YOUR TASK:
All that is needed is the run of lines from the top of the entries to the line with "TARGET = green grass patch", that line included, repeated exactly and free of pictures.
====== SUPPLIED ENTRIES ======
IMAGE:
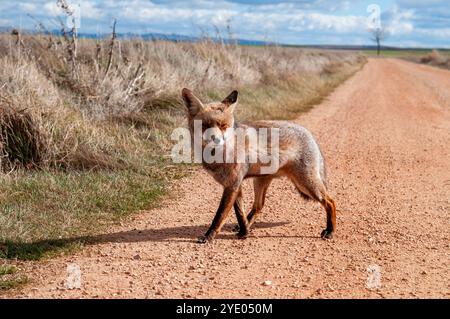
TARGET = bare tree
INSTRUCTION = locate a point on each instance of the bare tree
(378, 34)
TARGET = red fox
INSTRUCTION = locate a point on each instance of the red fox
(298, 154)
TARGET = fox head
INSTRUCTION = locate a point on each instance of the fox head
(215, 117)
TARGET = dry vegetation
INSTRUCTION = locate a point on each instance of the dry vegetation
(435, 58)
(85, 124)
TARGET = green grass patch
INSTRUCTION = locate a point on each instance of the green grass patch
(10, 277)
(47, 212)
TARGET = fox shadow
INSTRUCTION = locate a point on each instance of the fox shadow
(38, 249)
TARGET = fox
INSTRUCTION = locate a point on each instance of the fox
(299, 159)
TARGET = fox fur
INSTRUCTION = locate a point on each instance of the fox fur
(300, 160)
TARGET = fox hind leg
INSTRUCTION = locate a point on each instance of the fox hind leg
(316, 190)
(241, 217)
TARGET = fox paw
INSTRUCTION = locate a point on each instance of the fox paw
(242, 234)
(204, 239)
(327, 234)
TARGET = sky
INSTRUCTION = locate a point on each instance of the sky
(409, 23)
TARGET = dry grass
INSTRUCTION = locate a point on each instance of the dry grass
(85, 133)
(435, 58)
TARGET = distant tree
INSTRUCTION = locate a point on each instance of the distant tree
(379, 34)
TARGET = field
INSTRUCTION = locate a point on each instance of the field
(438, 58)
(85, 125)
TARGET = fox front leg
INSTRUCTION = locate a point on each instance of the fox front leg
(226, 203)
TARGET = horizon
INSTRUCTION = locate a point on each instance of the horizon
(410, 23)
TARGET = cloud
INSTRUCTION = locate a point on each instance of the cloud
(286, 21)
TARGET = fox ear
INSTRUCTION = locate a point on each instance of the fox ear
(193, 104)
(231, 100)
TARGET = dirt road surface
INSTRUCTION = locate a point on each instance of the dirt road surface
(386, 136)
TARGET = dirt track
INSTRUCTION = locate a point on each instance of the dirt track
(386, 136)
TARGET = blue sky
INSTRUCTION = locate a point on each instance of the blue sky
(410, 23)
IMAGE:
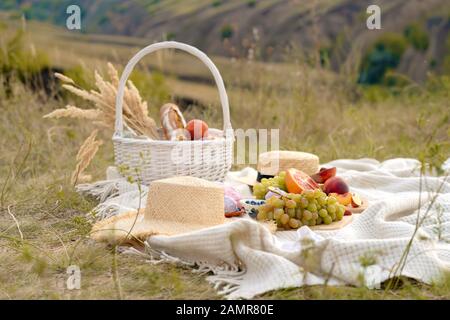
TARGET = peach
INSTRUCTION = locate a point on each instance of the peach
(297, 181)
(324, 174)
(198, 129)
(335, 185)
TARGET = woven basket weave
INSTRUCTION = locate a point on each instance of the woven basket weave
(149, 160)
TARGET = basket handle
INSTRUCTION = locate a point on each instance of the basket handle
(171, 45)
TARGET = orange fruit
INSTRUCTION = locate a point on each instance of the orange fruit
(297, 181)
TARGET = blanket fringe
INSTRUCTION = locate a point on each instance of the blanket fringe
(226, 278)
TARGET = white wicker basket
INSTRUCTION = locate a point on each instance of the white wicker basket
(149, 160)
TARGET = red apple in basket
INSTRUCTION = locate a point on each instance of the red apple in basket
(335, 185)
(198, 129)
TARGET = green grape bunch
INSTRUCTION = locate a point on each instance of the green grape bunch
(310, 208)
(260, 189)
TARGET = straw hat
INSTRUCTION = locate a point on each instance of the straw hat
(174, 206)
(272, 162)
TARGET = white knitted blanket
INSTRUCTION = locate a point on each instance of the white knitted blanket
(405, 231)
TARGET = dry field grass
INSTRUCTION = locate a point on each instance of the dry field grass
(315, 110)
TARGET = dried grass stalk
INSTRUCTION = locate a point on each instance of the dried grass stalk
(74, 112)
(135, 110)
(85, 155)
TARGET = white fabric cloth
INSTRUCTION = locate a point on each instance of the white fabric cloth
(246, 259)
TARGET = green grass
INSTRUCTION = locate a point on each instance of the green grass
(316, 111)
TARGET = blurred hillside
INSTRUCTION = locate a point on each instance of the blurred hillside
(414, 40)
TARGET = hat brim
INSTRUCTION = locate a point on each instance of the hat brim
(131, 227)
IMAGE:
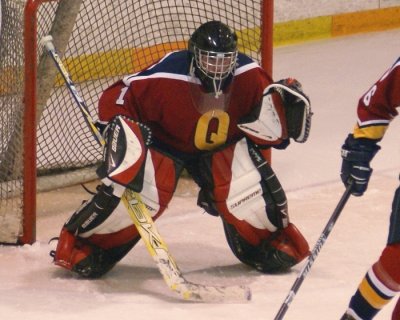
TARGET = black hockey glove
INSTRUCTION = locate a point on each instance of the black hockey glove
(356, 155)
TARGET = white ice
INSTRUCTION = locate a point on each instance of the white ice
(335, 73)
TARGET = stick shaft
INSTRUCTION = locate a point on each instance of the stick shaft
(314, 253)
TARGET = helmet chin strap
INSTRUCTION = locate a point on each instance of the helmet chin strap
(217, 88)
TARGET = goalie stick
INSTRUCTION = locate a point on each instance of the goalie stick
(314, 253)
(145, 224)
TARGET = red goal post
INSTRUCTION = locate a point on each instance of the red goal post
(44, 142)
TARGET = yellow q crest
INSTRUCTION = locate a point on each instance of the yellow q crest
(212, 130)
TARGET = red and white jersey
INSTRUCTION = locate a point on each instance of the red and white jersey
(377, 107)
(168, 99)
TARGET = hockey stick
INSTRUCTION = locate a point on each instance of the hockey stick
(145, 224)
(47, 41)
(167, 265)
(314, 253)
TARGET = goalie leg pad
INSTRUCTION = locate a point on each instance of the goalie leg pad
(101, 232)
(87, 259)
(394, 228)
(233, 187)
(94, 212)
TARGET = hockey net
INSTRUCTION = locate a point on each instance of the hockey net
(44, 142)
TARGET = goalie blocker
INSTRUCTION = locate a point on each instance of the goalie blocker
(284, 112)
(250, 202)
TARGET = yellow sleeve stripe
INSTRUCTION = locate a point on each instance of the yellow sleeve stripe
(370, 132)
(369, 294)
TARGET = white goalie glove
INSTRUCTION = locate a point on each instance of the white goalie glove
(284, 112)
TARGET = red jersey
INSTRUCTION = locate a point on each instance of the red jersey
(170, 100)
(377, 107)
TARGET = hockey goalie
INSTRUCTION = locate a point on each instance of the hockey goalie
(209, 110)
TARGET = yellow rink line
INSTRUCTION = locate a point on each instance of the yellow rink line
(133, 60)
(126, 61)
(336, 25)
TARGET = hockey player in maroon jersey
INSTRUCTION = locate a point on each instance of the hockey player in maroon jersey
(214, 112)
(376, 108)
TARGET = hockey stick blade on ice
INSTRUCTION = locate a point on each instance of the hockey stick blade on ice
(167, 265)
(314, 253)
(145, 224)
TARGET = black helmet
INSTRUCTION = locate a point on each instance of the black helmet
(214, 50)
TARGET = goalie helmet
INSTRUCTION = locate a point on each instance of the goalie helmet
(213, 47)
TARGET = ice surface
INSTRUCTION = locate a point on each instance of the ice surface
(335, 73)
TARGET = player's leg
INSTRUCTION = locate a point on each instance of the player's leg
(382, 281)
(253, 208)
======
EXERCISE ANSWER:
IMAGE:
TARGET = bare tree
INSTRUCTION = locate a point on each instance of the bare tree
(378, 34)
TARGET = red fox
INSTRUCTION = locate a point on each instance of the red fox
(298, 154)
TARGET = fox head
INSTRUCTION = locate a point on each instance of the fox head
(215, 117)
TARGET = dry vegetation
INSTRUCTION = locate a point on each instance of the dry vegetation
(435, 58)
(85, 124)
TARGET = green grass patch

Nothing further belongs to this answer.